WORK INSTRUCTIONS: Your response should consist of every record, exactly as given.

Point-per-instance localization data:
++++

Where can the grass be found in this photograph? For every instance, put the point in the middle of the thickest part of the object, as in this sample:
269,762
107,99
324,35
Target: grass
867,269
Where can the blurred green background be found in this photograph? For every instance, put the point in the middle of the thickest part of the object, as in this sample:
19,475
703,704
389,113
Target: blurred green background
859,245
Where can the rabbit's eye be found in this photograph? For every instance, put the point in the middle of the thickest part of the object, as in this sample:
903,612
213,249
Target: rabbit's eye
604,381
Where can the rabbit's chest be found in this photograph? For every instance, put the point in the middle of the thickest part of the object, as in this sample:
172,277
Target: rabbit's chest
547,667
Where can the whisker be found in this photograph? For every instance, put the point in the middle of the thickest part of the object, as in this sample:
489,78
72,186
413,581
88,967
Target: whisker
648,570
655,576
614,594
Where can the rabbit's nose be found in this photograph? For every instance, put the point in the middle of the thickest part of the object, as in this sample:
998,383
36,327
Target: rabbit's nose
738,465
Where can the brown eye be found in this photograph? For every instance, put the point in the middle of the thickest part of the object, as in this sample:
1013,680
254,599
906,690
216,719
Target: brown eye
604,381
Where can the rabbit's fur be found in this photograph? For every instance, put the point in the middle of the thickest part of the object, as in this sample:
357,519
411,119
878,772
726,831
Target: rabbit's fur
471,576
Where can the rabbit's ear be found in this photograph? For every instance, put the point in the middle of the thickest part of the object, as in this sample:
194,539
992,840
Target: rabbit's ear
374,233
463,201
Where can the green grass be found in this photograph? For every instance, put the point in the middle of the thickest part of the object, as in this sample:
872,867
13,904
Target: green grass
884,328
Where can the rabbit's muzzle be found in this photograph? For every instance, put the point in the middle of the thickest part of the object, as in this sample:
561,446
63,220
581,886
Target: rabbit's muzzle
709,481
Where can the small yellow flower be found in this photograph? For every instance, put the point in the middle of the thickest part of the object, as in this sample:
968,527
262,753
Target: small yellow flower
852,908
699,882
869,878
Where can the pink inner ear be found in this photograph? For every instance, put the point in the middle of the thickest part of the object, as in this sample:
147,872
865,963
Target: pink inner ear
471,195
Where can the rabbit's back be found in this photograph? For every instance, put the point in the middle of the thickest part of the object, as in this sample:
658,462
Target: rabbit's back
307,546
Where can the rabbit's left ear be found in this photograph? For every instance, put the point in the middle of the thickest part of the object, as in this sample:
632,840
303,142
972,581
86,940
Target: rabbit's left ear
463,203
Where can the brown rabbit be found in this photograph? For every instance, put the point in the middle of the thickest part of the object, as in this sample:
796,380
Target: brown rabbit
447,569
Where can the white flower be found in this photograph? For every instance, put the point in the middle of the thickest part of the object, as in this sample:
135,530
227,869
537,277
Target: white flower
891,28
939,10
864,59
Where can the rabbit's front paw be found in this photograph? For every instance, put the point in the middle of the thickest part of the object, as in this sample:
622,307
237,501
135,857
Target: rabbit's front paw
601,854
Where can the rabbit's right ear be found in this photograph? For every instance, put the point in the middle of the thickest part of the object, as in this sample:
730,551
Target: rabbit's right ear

++++

EXPECTED ANSWER:
Where can the grass be found in this photograph? For every instance, put the point in the middle of the thickest part of the object, as in this sample:
269,762
107,99
324,35
Target: grass
867,269
Where can the blurred green background be found in this photograph? For every instance, put the point in the middle of the thickest part of the object, as in this sample:
19,475
703,704
389,113
Target: blurred green background
859,245
Where can the rabbit's eye be found in this photograph? For every instance, put the point in the middle of the thickest part of the object, as in this sample:
903,612
213,249
Target: rabbit's eye
604,381
Where can the rabbit's chest be found in this photograph? For every instance, put the point in the middle of the thickest part of the object, as in this sample:
172,277
Target: rabbit's chest
547,667
Where can the whisker be found in this photograph? For every instance, put the point in the middle of the thickest part of the object, as in this sample:
489,78
72,186
413,581
88,967
Target: whisker
648,570
655,576
614,594
Where can the rabbit's nose be found in this photograph? For every instance, put the point in the middle of the thickest part of the object, as in this sample:
998,383
36,327
Target: rabbit's nose
738,465
Where can the brown eye be found in this photograph? For every instance, put the point in the middle of the thickest part of the object, as in this sample:
1013,680
254,599
906,690
216,719
Target: brown eye
604,381
Where can the rabbit's fur be found in this photograph? For every instance, put the point in the middle of the thickest part of the object, as in this sample:
357,519
411,119
878,772
726,831
Target: rabbit's fur
471,576
Where can the rabbit's ear be found in this photograph? For every instance, put the point in the middle of the thickest part of the object, as in this sample:
194,539
992,840
Target: rabbit's ear
374,233
463,201
Where can the green grass be found in this photograph? For every instance, put the point in the middle of the thickest part of the object, as in this sample:
872,867
13,904
Target: green grass
884,328
Where can the rabbit's muzzle be found in this photograph? For every instance, put the point in the middle of the thickest part of the object, as in this sample:
561,446
63,220
581,886
Target: rabbit's muzzle
709,481
Where can the small yellow flower be found in this photograph? For every instance, put the point in the middle of the thickest part of the object, as in this sample:
968,527
262,753
Target: small yellow flower
852,908
699,882
869,878
Where can the pink inner ear be found in this photograph? For every instance, put the point in the middle of the thickest part of the object, as in this sample:
147,872
865,963
Target: pink inner ear
471,195
Where can the rabbit's back be found in this photograph? For every instance, put the point in the middle of the thickest part of the object, as in this sample:
658,462
Target: rabbit's back
307,546
Where can the rabbit's left ear be found in this photograph? For every instance, put the point in the middle of the thickest part of the object, as in this sample:
632,840
303,142
972,581
86,940
Target: rabbit's left ear
463,203
Where can the brown rabbit be found in this photograph? For every instance, put the point in the middle of the thickest part of the object, as in this sample:
796,380
Target: brown rabbit
447,569
Where can the white flower be found in this photograph? For every instance, put the point in the middle of the thickest part of the object, as in this sample:
135,530
227,869
537,277
Target: white flower
891,28
939,10
864,59
Where can the rabbit's front paw be found in this photograph? For every instance, put the point in the middle of the thickest part of the object, as in this sample:
622,307
237,501
135,857
Target: rabbit's front paw
601,854
Where can the rabbit's right ear be found in this photograph? For every instance, put the point in the middle of the thickest part of the object, as in this sample:
730,551
Target: rabbit's right ear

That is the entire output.